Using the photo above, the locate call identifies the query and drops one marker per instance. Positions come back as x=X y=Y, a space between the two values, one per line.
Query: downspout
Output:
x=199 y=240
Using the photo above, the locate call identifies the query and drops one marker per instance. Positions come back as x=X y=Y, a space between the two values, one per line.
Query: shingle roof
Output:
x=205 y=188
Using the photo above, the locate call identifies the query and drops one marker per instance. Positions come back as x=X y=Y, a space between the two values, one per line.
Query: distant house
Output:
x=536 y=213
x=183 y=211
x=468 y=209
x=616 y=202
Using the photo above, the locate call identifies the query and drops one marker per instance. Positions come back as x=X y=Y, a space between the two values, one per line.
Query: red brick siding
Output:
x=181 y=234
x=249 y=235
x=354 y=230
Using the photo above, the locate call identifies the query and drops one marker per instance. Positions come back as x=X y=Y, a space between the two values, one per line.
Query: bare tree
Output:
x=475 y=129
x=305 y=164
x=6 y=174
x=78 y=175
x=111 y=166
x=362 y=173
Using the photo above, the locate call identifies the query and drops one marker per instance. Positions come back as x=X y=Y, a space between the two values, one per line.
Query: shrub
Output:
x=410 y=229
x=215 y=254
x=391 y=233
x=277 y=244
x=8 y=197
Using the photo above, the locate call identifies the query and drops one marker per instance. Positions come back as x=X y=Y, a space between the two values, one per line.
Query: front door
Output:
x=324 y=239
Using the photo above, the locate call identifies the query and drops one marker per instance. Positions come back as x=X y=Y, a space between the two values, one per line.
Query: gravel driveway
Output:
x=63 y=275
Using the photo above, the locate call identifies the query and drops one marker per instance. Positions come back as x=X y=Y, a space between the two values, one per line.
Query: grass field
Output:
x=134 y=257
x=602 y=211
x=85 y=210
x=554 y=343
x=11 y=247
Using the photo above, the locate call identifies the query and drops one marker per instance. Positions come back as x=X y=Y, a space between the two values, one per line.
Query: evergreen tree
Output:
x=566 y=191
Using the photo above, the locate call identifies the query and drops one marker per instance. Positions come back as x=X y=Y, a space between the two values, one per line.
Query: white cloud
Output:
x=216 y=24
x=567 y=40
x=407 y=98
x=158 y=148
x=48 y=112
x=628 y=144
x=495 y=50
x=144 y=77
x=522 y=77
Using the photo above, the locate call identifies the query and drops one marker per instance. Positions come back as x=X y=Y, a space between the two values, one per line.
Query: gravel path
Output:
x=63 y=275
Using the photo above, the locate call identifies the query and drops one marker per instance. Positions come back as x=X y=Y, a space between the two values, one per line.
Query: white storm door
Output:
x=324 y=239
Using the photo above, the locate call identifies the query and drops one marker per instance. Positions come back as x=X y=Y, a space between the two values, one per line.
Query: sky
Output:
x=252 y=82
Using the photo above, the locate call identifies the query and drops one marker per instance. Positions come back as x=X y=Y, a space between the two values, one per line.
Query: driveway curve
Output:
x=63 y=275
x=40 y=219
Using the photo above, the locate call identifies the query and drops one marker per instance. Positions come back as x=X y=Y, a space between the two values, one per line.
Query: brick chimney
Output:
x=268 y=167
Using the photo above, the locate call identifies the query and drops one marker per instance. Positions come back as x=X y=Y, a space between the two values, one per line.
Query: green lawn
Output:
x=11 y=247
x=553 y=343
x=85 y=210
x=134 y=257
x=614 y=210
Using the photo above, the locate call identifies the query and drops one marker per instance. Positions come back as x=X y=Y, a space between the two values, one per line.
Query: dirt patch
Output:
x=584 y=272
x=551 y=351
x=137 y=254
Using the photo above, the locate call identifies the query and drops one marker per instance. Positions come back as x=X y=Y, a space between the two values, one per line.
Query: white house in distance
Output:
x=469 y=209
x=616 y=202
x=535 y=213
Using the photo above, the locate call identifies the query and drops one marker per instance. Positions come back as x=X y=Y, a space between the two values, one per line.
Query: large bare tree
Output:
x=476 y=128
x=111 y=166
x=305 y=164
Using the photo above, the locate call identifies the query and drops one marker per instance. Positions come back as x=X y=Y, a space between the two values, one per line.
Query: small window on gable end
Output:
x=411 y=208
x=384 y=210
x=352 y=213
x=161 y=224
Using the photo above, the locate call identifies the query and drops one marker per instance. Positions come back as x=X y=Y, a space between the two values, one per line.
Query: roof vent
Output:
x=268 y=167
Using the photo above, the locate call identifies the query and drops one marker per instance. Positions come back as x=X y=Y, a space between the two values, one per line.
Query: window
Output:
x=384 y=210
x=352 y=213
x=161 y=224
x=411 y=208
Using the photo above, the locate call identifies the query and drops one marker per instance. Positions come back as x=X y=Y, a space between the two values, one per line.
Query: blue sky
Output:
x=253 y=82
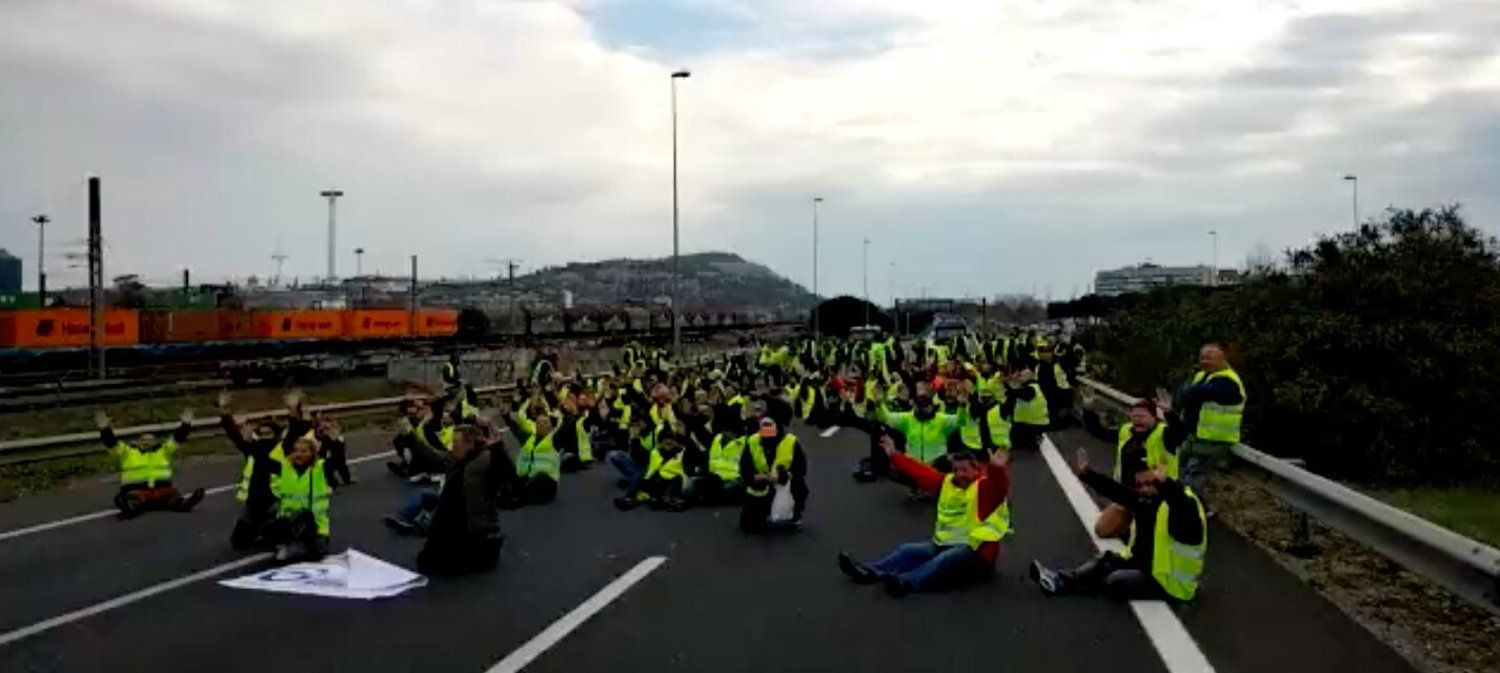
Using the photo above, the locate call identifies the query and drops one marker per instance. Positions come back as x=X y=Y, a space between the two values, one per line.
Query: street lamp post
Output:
x=677 y=327
x=1355 y=182
x=1214 y=270
x=818 y=330
x=866 y=281
x=332 y=195
x=41 y=255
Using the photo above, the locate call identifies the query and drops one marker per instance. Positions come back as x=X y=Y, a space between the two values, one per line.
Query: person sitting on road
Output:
x=333 y=450
x=263 y=450
x=539 y=466
x=146 y=469
x=974 y=514
x=773 y=459
x=665 y=477
x=1167 y=541
x=300 y=531
x=464 y=532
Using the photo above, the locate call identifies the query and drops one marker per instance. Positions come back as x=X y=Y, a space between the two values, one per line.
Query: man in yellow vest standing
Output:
x=146 y=469
x=1167 y=540
x=974 y=514
x=1212 y=408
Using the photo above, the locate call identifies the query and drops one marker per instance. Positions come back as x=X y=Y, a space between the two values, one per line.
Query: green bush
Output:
x=1373 y=355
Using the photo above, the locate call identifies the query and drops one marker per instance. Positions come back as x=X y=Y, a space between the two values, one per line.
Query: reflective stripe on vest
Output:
x=959 y=517
x=1157 y=453
x=303 y=492
x=783 y=459
x=144 y=466
x=539 y=459
x=1220 y=423
x=1034 y=411
x=1175 y=565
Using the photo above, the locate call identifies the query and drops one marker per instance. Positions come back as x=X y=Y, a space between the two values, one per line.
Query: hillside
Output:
x=711 y=281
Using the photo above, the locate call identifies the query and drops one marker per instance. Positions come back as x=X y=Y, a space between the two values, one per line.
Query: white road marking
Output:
x=558 y=630
x=1178 y=651
x=110 y=513
x=128 y=598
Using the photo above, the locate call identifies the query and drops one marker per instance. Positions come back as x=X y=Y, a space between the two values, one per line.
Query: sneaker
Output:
x=855 y=570
x=399 y=525
x=897 y=586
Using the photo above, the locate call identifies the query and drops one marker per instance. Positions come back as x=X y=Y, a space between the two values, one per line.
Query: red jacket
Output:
x=995 y=486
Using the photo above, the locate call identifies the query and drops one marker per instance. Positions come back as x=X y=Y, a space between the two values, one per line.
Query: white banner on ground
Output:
x=350 y=574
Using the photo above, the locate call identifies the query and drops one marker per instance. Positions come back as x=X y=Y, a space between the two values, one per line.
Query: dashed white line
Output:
x=48 y=624
x=110 y=513
x=558 y=630
x=1178 y=651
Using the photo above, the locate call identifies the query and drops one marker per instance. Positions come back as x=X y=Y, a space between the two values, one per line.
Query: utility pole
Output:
x=677 y=329
x=411 y=299
x=41 y=258
x=818 y=330
x=96 y=327
x=333 y=258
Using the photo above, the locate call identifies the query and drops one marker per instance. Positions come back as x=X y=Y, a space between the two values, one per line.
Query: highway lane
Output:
x=722 y=601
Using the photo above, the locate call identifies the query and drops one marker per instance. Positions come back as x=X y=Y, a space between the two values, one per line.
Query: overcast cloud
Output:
x=983 y=146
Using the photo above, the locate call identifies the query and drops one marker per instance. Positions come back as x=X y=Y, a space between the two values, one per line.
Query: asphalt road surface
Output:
x=719 y=603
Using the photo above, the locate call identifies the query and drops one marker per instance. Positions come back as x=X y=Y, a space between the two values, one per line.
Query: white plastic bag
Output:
x=783 y=507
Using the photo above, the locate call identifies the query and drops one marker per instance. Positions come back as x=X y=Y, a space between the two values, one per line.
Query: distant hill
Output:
x=711 y=281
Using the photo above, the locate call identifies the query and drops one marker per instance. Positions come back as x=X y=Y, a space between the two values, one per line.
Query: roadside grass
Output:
x=164 y=409
x=1466 y=510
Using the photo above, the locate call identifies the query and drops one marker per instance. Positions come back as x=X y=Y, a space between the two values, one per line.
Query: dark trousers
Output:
x=756 y=510
x=711 y=489
x=1113 y=576
x=299 y=531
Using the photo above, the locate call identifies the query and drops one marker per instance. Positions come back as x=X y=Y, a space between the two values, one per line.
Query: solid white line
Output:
x=110 y=513
x=558 y=630
x=128 y=598
x=1166 y=631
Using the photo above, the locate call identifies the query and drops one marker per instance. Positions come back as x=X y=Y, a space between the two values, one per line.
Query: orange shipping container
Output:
x=296 y=324
x=179 y=326
x=236 y=326
x=65 y=327
x=377 y=324
x=437 y=323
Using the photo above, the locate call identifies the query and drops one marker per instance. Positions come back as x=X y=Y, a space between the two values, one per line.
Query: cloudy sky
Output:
x=983 y=147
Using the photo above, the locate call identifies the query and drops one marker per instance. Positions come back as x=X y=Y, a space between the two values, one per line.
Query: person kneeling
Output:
x=146 y=469
x=1167 y=541
x=464 y=535
x=300 y=529
x=974 y=514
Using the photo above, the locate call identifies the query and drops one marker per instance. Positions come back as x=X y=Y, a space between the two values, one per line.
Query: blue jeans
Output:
x=627 y=468
x=927 y=565
x=420 y=501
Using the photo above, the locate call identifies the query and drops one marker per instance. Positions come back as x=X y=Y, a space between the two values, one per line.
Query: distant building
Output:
x=9 y=273
x=1148 y=276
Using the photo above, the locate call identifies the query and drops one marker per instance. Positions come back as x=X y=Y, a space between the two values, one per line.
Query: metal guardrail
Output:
x=1464 y=567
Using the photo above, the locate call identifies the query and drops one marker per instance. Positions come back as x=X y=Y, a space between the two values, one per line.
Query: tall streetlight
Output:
x=1353 y=180
x=332 y=195
x=41 y=255
x=1214 y=270
x=677 y=327
x=818 y=330
x=866 y=281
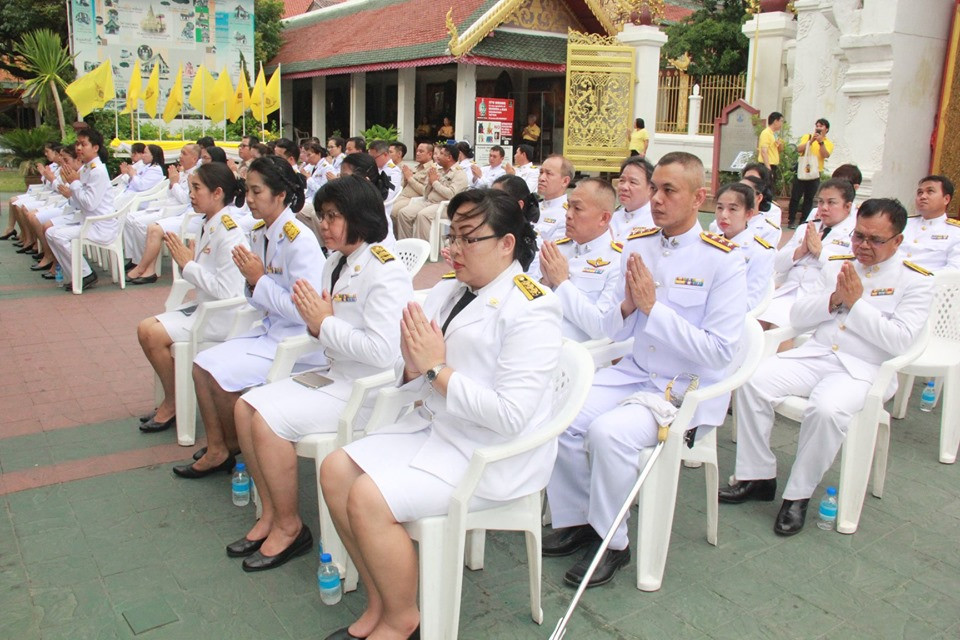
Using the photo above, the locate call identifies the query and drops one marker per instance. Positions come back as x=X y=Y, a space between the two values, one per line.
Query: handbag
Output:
x=808 y=167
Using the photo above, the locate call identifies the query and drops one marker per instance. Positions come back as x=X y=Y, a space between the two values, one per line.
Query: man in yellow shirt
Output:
x=806 y=183
x=768 y=151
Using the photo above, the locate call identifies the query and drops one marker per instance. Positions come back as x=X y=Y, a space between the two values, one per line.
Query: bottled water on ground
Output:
x=928 y=398
x=328 y=580
x=828 y=510
x=241 y=485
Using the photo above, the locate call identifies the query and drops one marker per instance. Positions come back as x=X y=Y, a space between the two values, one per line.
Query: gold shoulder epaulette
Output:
x=915 y=267
x=642 y=232
x=381 y=254
x=291 y=230
x=530 y=288
x=718 y=241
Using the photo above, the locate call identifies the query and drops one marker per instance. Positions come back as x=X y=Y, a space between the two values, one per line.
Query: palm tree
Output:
x=45 y=57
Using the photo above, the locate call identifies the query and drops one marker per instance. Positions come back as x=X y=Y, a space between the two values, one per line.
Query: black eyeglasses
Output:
x=451 y=240
x=874 y=241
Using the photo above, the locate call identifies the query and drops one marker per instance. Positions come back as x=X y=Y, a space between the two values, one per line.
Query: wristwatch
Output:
x=432 y=374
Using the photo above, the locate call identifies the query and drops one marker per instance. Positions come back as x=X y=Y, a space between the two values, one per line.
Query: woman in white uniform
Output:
x=735 y=210
x=479 y=355
x=283 y=251
x=209 y=267
x=357 y=323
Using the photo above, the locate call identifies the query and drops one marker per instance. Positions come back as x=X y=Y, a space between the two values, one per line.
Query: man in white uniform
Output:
x=91 y=193
x=815 y=244
x=931 y=239
x=866 y=310
x=486 y=176
x=523 y=167
x=584 y=267
x=634 y=193
x=684 y=303
x=555 y=176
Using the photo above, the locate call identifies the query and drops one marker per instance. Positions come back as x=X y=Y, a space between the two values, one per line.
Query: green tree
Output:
x=267 y=36
x=23 y=16
x=45 y=59
x=712 y=37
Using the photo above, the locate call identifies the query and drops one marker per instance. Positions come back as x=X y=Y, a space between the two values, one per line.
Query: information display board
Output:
x=214 y=33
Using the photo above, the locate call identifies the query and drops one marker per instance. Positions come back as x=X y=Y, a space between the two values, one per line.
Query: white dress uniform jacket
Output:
x=592 y=288
x=801 y=277
x=289 y=251
x=623 y=222
x=835 y=369
x=213 y=274
x=552 y=224
x=933 y=244
x=503 y=348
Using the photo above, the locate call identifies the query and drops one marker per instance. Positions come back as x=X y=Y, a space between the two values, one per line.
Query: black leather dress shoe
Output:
x=563 y=542
x=243 y=547
x=611 y=560
x=763 y=490
x=302 y=544
x=791 y=517
x=191 y=472
x=156 y=427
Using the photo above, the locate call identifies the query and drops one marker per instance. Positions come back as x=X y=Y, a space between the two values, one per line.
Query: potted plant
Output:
x=23 y=149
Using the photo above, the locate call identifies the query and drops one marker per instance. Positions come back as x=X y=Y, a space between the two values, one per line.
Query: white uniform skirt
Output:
x=234 y=368
x=294 y=411
x=410 y=493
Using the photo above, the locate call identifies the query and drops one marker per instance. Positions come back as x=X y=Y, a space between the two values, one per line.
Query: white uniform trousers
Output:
x=598 y=460
x=60 y=239
x=834 y=397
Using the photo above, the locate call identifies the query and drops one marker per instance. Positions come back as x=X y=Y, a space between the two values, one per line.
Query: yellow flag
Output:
x=201 y=91
x=152 y=94
x=175 y=99
x=271 y=95
x=133 y=90
x=220 y=97
x=257 y=106
x=241 y=99
x=92 y=90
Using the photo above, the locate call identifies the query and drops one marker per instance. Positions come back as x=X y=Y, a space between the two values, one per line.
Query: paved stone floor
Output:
x=99 y=540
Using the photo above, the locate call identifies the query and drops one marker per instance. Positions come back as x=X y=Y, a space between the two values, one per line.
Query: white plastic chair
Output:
x=443 y=545
x=658 y=494
x=868 y=436
x=940 y=359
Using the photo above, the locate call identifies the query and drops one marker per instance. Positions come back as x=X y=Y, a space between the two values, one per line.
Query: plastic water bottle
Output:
x=928 y=397
x=241 y=485
x=328 y=580
x=828 y=510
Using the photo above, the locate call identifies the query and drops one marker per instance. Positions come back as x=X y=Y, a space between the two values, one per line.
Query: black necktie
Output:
x=336 y=272
x=467 y=298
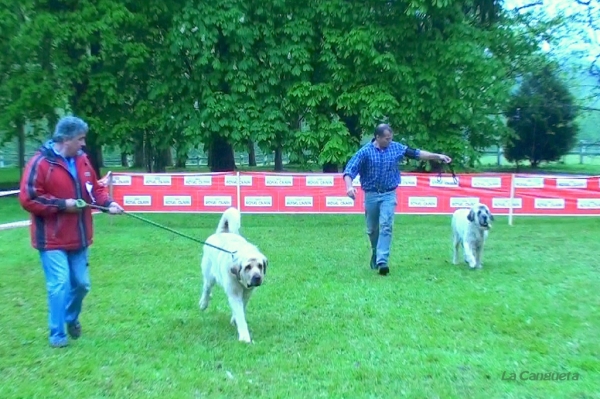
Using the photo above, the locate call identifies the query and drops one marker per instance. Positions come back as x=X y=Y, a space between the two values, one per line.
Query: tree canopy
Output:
x=306 y=78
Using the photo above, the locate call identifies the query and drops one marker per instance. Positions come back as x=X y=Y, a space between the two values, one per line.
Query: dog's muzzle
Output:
x=255 y=281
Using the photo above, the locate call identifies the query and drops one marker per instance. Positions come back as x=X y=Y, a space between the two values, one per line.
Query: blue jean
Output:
x=379 y=215
x=67 y=283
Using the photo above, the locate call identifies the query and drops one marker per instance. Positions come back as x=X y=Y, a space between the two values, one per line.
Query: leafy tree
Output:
x=542 y=114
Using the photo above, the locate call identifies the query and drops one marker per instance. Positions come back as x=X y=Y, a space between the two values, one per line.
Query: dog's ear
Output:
x=471 y=216
x=235 y=269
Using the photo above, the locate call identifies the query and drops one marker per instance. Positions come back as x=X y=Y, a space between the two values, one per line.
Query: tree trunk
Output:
x=138 y=154
x=21 y=150
x=251 y=154
x=221 y=155
x=278 y=159
x=181 y=158
x=161 y=159
x=124 y=162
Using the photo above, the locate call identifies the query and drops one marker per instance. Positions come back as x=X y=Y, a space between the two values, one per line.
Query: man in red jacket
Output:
x=55 y=177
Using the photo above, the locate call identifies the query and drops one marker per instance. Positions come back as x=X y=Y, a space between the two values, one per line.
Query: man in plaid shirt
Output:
x=377 y=165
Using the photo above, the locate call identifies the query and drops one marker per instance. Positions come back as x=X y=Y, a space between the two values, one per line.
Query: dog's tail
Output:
x=230 y=221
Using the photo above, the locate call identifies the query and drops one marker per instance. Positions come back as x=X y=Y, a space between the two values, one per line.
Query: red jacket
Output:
x=45 y=187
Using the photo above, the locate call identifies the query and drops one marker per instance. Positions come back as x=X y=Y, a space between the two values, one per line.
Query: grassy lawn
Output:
x=324 y=324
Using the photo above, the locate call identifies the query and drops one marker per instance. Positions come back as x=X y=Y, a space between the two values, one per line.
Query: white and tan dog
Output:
x=470 y=227
x=238 y=271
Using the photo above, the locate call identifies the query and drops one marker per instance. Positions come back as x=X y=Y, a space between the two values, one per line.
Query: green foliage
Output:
x=308 y=78
x=542 y=114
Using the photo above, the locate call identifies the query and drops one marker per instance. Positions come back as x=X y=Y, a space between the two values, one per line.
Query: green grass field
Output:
x=324 y=324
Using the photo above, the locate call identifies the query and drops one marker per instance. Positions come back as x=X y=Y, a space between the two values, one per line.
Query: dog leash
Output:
x=454 y=178
x=80 y=203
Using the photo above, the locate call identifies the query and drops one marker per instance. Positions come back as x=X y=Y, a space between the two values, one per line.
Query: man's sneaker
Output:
x=59 y=344
x=383 y=269
x=74 y=330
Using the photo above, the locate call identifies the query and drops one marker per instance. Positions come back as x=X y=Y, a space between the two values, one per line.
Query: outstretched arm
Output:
x=352 y=169
x=432 y=156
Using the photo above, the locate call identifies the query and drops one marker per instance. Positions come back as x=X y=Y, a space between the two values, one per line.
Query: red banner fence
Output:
x=269 y=192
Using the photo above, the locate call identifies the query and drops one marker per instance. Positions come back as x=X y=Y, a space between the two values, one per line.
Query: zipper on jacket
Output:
x=80 y=223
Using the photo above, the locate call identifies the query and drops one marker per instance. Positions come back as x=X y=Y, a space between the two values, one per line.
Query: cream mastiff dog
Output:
x=470 y=228
x=238 y=271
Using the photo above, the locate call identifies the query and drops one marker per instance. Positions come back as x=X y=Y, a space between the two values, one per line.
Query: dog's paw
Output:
x=203 y=303
x=245 y=338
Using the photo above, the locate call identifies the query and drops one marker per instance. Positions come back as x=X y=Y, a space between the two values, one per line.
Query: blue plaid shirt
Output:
x=378 y=168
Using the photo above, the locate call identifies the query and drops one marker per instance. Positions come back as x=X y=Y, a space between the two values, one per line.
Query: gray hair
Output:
x=69 y=127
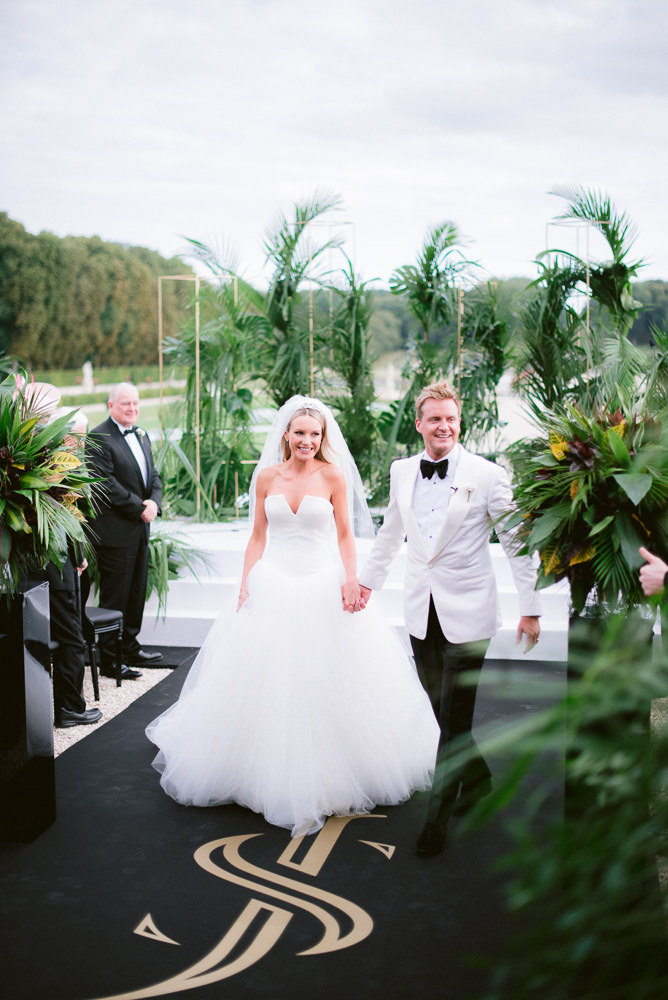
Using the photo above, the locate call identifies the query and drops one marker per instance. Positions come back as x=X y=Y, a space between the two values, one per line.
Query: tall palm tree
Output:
x=352 y=363
x=429 y=285
x=286 y=349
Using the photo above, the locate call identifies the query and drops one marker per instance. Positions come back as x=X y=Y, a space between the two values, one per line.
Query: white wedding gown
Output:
x=293 y=707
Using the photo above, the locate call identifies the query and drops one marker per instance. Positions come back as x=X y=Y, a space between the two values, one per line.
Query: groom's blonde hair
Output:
x=437 y=390
x=323 y=452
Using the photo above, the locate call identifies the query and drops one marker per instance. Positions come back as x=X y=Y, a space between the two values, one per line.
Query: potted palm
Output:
x=42 y=484
x=590 y=490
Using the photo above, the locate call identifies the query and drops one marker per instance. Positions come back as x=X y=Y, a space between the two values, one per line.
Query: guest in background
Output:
x=127 y=500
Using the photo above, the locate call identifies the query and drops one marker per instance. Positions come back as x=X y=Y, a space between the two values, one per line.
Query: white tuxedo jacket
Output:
x=457 y=571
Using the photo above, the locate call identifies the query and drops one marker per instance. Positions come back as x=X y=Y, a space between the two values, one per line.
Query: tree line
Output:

The problem
Each line that includes the string "distant" should be copied from the data.

Result
Query: distant house
Query: distant hill
Query: distant building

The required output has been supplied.